▶ **SHORT EXERCISE 1**
In the forum post about moving a feral colony, can you update the part from "# How to get" to "bird hole up." so that "birdhouse" becomes "nest box"?

---- DOCUMENT EXCERPT

# How to get my feral colony into a box?



## Ppanofsky (Apr 1, 2015)

I need help "encouraging" a colony to move up into a hive body. I relocated a large birdhouse which was heavily colonized (1'x1'base, 2' tall) to my bee yard. I did not have enough spare deep boxes to put around the tall birdhouse so I made a modified bottom board/adapter thingie by cutting a piece of plywood to match my 10-frame deep and cut a hole in it to match the birdhouse top (I removed the top of the birdhouse). I put a 3/8" rim on 3 sides of the board to give bee space below the frames and create a bottom-board style entrance/exit. Then I coverd the bird hole up. 
It has been about 3 weeks now and the bees have not moved into the frames at all yet. I was hoping they would move up and I could eventually find the queen up top and use a queen excluder to phase out the birdhouse. They seem to be perfectly happy where they are in the birdhouse but of course they aren't very useful to me in there. Am I jumping the gun and need to give them more time? Should I try Bee-Quick or similar product to drive them up? Should I knuckle up and cut them out? I'm trying to avoid a cut out but if that's what it takes then so be it. This is my first experience with feral bees and I have never done a cut-out before.

--------
---- RECORDS SHOWN

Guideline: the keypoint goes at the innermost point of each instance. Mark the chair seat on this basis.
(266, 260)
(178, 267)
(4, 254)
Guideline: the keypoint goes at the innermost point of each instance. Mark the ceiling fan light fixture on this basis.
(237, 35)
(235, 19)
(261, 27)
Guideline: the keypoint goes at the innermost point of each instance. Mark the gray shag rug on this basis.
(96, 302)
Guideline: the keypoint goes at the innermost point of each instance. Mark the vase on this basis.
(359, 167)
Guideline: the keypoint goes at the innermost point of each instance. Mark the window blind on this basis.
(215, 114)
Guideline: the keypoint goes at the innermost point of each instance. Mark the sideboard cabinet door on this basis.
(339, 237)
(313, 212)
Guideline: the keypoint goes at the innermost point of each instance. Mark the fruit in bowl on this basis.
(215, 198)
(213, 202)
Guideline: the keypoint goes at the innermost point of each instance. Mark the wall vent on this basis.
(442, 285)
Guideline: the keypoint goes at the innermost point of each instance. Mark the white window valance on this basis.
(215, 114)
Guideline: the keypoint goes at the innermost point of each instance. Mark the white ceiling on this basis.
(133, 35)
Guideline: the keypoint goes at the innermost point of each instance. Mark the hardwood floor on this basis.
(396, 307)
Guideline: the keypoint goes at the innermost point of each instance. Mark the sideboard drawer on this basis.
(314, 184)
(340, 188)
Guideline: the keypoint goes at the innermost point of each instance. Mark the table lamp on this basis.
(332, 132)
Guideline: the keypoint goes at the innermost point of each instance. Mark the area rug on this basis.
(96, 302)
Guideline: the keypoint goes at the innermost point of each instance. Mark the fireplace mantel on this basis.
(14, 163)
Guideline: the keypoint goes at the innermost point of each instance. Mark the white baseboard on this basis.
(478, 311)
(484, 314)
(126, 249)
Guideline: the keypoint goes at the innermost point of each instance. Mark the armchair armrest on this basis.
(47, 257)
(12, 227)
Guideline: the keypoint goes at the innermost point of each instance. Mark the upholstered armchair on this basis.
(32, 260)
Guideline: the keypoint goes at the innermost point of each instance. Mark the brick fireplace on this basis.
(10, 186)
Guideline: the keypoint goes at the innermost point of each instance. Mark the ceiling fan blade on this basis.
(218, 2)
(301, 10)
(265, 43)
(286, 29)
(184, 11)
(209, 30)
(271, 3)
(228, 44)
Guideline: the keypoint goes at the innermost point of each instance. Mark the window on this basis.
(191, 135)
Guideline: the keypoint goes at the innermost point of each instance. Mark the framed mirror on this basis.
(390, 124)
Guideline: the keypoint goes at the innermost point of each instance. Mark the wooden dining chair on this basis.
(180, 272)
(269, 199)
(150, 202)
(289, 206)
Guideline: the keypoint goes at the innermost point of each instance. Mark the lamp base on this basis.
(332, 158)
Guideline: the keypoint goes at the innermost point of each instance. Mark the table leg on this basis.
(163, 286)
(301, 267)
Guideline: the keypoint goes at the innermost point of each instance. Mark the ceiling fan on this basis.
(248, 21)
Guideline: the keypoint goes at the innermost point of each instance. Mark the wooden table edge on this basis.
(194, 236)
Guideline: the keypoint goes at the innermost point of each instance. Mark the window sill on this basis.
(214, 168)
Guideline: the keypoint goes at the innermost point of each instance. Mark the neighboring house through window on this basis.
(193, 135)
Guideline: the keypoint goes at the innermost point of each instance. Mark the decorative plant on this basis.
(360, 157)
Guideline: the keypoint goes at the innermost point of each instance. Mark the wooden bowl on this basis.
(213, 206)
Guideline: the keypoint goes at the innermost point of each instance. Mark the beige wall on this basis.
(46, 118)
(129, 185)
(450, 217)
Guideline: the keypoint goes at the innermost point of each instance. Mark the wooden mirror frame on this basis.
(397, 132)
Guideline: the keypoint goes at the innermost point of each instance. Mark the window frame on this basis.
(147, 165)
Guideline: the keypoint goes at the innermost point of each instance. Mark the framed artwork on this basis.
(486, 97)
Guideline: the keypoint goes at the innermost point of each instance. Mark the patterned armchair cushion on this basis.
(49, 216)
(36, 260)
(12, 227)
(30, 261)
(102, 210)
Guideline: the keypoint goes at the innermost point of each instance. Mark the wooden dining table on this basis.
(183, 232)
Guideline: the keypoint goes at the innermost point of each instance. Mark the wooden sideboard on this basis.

--------

▶ **SHORT EXERCISE 2**
Which lines of the records contain the word "fireplace", with case counting? Copy each of those lines.

▶ **EXERCISE ANSWER 1**
# How to get my feral colony into a box?



## Ppanofsky (Apr 1, 2015)

I need help "encouraging" a colony to move up into a hive body. I relocated a large nest box which was heavily colonized (1'x1'base, 2' tall) to my bee yard. I did not have enough spare deep boxes to put around the tall nest box so I made a modified bottom board/adapter thingie by cutting a piece of plywood to match my 10-frame deep and cut a hole in it to match the nest box top (I removed the top of the nest box). I put a 3/8" rim on 3 sides of the board to give bee space below the frames and create a bottom-board style entrance/exit. Then I coverd the bird hole up.

▶ **EXERCISE ANSWER 2**
Guideline: the keypoint goes at the innermost point of each instance. Mark the fireplace mantel on this basis.
Guideline: the keypoint goes at the innermost point of each instance. Mark the brick fireplace on this basis.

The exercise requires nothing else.